EXERCISE GOAL: Write the next part of the passage on filing a Connecticut workers' compensation claim with Form 30C, starting after its final sentence.
---- DOCUMENT PASSAGE
If you are hurt, then the short answer is yes. Like all insurance claims, if the insurance company doesn’t know you were hurt then they can’t help you. Relying on your employer to file for you shows a level of optimism that I recommend against.
The act of filing is pretty straightforward, if you are injured you must send a Form 30C to the Workers’ Compensation Commissioner for the district you were injured and to your employer. If you are a State of Connecticut employee you must also send the 30C to the Commissioner of Administrative Services, 165 Capitol Avenue Hartford, CT 06106. An original signature version should go to the employer. You must deliver the form either personally (and if so get a receipt) or through registered/certified mail.
The form has four sections, the first is to identify the injured worker, the second to identify the employer, the third to describe the injury, and the fourth is for signature.
The third box, Injury, is the trickiest one. Describing the injury too narrowly can cause difficulties down the road, for instance you suffered what you believe to be a meniscus tear in your knee, and your draft the 30C as such. Closer examination reveals a torn anterior crucial ligament. The mistake on the 30C will not likely be fatal, but it can complicate matters a great deal. It is sufficient to indicate that you hurt you (left or right) knee. So, remember the simpler the better.
--------
---- GIVEN DATA
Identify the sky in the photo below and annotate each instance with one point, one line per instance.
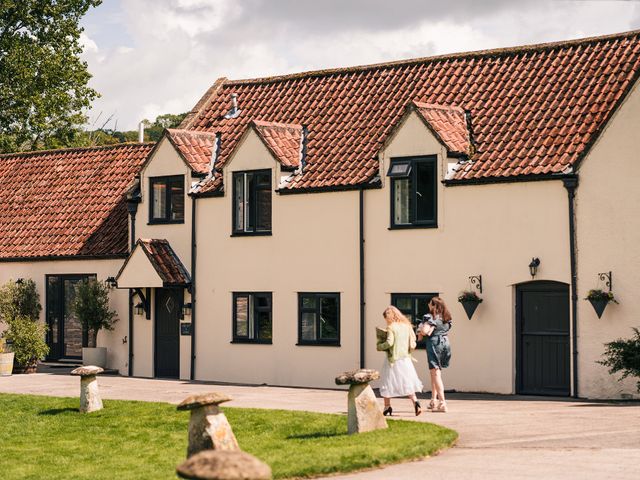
(150, 57)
--------
REPLY TO THE EXERCISE:
Generally, when a person is injured at work it is from a single traumatic event, e.g. they fell down some stairs – making describing how the injury occurred relatively easy, but sometimes an injury is considered an occupational disease or the result of a repetitive motion. If this more accurately describes your injury than box describing the injury as such MUST be checked.
Finally, the Injury box also contains areas to check if you worked more than one job at the time of the injury. This is referred to as concurrent employment and you must alert the Commissioner’s office if you had more than one employer. There are implications for your employer’s insurance if you held more than one job at the time of the injury.